» **Your objective**: Top to bottom, every record is to be copied word for word.
= = = = = = =
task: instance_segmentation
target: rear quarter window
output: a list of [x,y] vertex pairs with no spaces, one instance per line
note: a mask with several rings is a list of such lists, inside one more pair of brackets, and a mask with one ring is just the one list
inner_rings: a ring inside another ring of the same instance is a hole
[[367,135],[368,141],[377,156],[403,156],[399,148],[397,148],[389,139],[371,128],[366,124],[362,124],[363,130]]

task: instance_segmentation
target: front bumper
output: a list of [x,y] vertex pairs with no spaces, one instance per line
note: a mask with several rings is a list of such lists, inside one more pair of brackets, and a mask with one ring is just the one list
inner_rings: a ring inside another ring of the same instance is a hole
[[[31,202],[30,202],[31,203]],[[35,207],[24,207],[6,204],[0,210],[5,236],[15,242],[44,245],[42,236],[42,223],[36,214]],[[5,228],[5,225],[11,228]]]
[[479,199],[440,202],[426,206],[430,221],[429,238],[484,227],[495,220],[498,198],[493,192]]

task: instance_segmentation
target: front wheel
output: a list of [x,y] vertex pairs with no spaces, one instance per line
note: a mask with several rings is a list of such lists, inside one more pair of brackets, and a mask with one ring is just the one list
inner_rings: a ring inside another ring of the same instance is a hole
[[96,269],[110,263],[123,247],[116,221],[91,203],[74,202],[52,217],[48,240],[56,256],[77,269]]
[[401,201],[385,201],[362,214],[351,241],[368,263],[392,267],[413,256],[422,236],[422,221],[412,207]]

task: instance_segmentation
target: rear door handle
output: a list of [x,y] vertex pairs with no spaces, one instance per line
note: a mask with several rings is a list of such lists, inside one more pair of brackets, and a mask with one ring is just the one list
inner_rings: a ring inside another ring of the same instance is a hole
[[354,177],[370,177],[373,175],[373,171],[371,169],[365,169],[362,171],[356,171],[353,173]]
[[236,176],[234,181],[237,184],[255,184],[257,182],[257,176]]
= = = = = = =
» **The answer**:
task: instance_segmentation
target: rear quarter window
output: a list of [x,y] vertex pairs with no spaces, one instance per line
note: a mask with several rings is a list of such lists, inside one more pair of brackets, and a mask with one ring is just the one list
inner_rings: a ring inside another ring of the same instance is a hole
[[367,135],[368,141],[377,156],[403,156],[399,148],[397,148],[389,139],[371,128],[366,124],[362,124],[363,130]]

task: instance_segmentation
target: front bumper
output: a list of [x,y] vertex pairs with no spaces, one instance per line
note: a mask with several rings is a list of such lists, inside one more pair of brackets, and a mask with one ring is just the one list
inner_rings: a ring inside another ring of the same instance is a hole
[[[31,202],[30,202],[31,203]],[[35,207],[24,207],[6,204],[0,210],[5,236],[15,242],[44,245],[42,236],[42,223],[36,214]],[[5,228],[5,225],[11,228]]]
[[479,199],[440,202],[426,206],[430,221],[429,238],[484,227],[495,220],[498,198],[493,192]]

task: instance_segmentation
target: front wheel
output: a list of [x,y] vertex pairs with no spaces, one instance per line
note: a mask with several rings is a list of such lists, inside one more pair of brackets, and a mask with one ring is just the one list
inner_rings: a ring inside another ring of the same instance is a hole
[[96,269],[110,263],[123,247],[116,221],[91,203],[74,202],[52,217],[48,240],[56,256],[77,269]]
[[401,201],[385,201],[362,214],[351,241],[368,263],[392,267],[413,256],[422,236],[422,221],[412,207]]

task: instance_segmentation
target: rear door handle
output: a list of [x,y] vertex pairs with no spaces, one instance per line
note: a mask with several rings is a list of such lists, inside one more pair of brackets, and a mask with one ring is just the one list
inner_rings: a ring inside another ring of the same instance is a hole
[[354,177],[370,177],[373,175],[373,171],[371,169],[365,169],[362,171],[356,171],[353,173]]
[[236,176],[234,181],[237,184],[255,184],[257,182],[257,176]]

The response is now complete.